Location annotation dataset excerpts
═══

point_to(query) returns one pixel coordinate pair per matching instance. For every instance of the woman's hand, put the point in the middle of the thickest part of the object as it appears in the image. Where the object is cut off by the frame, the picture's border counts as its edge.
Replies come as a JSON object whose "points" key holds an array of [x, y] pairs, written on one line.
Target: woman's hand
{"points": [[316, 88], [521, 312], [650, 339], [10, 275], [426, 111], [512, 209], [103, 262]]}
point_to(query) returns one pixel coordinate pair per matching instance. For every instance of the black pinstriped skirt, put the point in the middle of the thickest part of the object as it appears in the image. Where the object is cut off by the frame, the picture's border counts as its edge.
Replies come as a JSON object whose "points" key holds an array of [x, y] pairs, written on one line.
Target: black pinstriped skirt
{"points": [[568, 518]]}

═══

▶ [Problem] Can you rewrite the records above with "thickest part" changed to "widest part" throughout, leaving everything else untouched?

▶ [The solution]
point_to(query) returns one pixel coordinate pair per matching instance. For every instance of the woman's hand, put the point in the middle of the widest part of the object as it appears in the image. Where the object is cut off by the frame, the picture's border counts as its edge.
Replies come as a JSON object whose "points" key holds an array of [x, y] pairs, written on one line.
Target: woman's hand
{"points": [[316, 88], [521, 312], [650, 339], [10, 275], [426, 111], [512, 209], [103, 262]]}
point_to(query) returns one pixel coordinate pair per matching instance. For every instance of the black pinstriped skirt, put the point in the middle of the widest part of the object as it appears in the image. Where the object is cut off by the frame, the picture's border counts as its edge.
Replies come as a JSON object whose "points" key holds an array of [x, y] pairs, written on one line.
Target: black pinstriped skirt
{"points": [[568, 518]]}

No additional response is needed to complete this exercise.